Copy every one of the lines below word for word, and leave the pictures out of your copy.

• [Provided records]
—————
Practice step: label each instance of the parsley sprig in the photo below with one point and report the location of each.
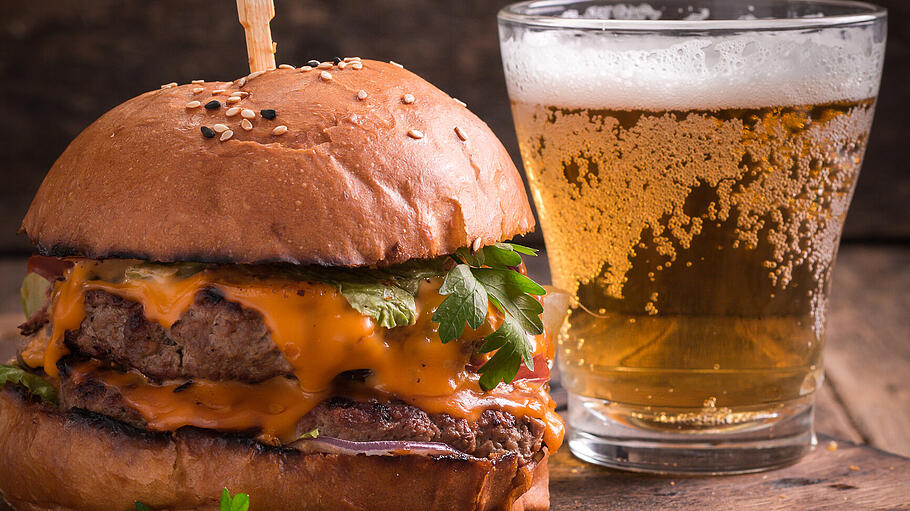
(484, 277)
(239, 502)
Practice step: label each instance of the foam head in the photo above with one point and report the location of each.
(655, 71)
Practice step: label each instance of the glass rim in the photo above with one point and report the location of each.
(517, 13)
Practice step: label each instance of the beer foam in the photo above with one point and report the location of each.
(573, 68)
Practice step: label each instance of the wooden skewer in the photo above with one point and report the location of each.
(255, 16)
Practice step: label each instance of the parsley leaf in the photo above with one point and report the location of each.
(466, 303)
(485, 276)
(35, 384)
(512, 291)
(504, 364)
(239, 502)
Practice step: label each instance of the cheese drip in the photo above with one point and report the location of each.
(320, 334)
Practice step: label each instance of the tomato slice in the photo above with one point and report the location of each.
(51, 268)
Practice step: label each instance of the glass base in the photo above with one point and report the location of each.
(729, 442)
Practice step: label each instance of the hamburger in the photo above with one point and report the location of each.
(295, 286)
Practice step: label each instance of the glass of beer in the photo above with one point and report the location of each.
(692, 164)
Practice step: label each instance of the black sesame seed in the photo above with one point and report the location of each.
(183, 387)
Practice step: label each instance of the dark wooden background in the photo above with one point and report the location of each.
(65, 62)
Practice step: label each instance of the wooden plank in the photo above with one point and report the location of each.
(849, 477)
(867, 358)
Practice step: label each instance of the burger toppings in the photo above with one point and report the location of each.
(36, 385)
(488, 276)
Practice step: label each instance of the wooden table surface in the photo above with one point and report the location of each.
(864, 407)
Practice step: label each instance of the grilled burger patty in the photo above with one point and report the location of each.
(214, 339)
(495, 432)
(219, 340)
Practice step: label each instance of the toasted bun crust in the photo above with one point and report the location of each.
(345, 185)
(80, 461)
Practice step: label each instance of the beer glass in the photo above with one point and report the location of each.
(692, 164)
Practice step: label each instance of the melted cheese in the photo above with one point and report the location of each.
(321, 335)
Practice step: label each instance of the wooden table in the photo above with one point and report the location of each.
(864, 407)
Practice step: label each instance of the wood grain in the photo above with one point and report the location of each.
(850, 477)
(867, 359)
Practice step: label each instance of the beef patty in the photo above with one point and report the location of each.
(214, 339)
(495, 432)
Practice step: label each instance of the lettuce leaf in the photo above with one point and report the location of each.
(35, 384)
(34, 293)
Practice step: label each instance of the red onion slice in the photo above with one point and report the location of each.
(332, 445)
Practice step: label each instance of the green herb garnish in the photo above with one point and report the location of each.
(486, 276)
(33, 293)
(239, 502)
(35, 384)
—————
• [Response to the exercise]
Practice step: label each instance of the parsley sprig in the photo below with one point and report the location of each.
(484, 277)
(239, 502)
Practice step: label each instance of the foam head in the photo above with one point and report the location of each.
(655, 71)
Practice step: label each instance of the glass rim in the photo above with one point and report the location of each.
(517, 13)
Practice step: label each instance of the beer foam in the photo above with one point and report the location of each.
(573, 68)
Practice step: label each instance of the wooden skewer in the photo above with one point and report the location of each.
(255, 16)
Practice step: label each instance of the parsley leaf in the photo above with one point and report the location of each.
(466, 303)
(485, 276)
(35, 384)
(512, 291)
(504, 364)
(239, 502)
Practice step: label each instance of the cheese drip in the photo above with one point and report the location of each.
(320, 334)
Practice step: label each instance of the tomato slice in the photo above with one point and report the location of each.
(51, 268)
Practice step: label each instance of the glass base in the photo above with one point and report the location of each.
(729, 442)
Practice step: label each instance of the hamburger in the photo above with one point and report the location of each.
(295, 286)
Practice step: label each instance of the glass of beer in the photo above with one point and report the location of each.
(692, 164)
Practice step: label each instance of the black sesame seed in the photo above with one point and report the location of each.
(183, 387)
Practice step: label each instance of the dark wooden background in the photo above with one point and report the location of each.
(65, 62)
Practice step: label each instance of the wooden plank in the photo above with one point and report the location of each.
(849, 477)
(867, 358)
Practice step: label each instance of the burger toppings in the photo above with one point and report the location of each.
(36, 385)
(488, 276)
Practice step: label each instance of the wooden table surface in the photo above with one point and report the location of each.
(864, 407)
Practice step: label each instance of the grilled burger patty in the photo above with one point and report the location of each.
(214, 339)
(495, 432)
(219, 340)
Practice step: label each instance of the toasted bun crust in the photo above with one point and report the location of each.
(345, 185)
(80, 461)
Practice step: label each instance of the beer glass in the photo above with one point and report the location of each.
(692, 164)
Practice step: label each instance of the melted cheese in the photo above with one point and report the location of each.
(321, 335)
Practice step: label each instance of the wooden table in the photo above with one point and report the location of each.
(864, 407)
Practice step: label each instance of the wood grain in the photo above with one point and report the location of each.
(850, 477)
(867, 359)
Practice step: label each instance of the beef patty in the photo above with one point and report the location of each.
(214, 339)
(495, 432)
Practice step: label each instance of the lettuce leaf in the photo above with one point and report the location of each.
(35, 384)
(34, 293)
Practice step: label each instance of the red onion slice in the photo above with one point and report the location of each.
(332, 445)
Practice step: label each instance of the green herb garnish in the photo above with one point and report the location of each.
(486, 276)
(33, 293)
(239, 502)
(35, 384)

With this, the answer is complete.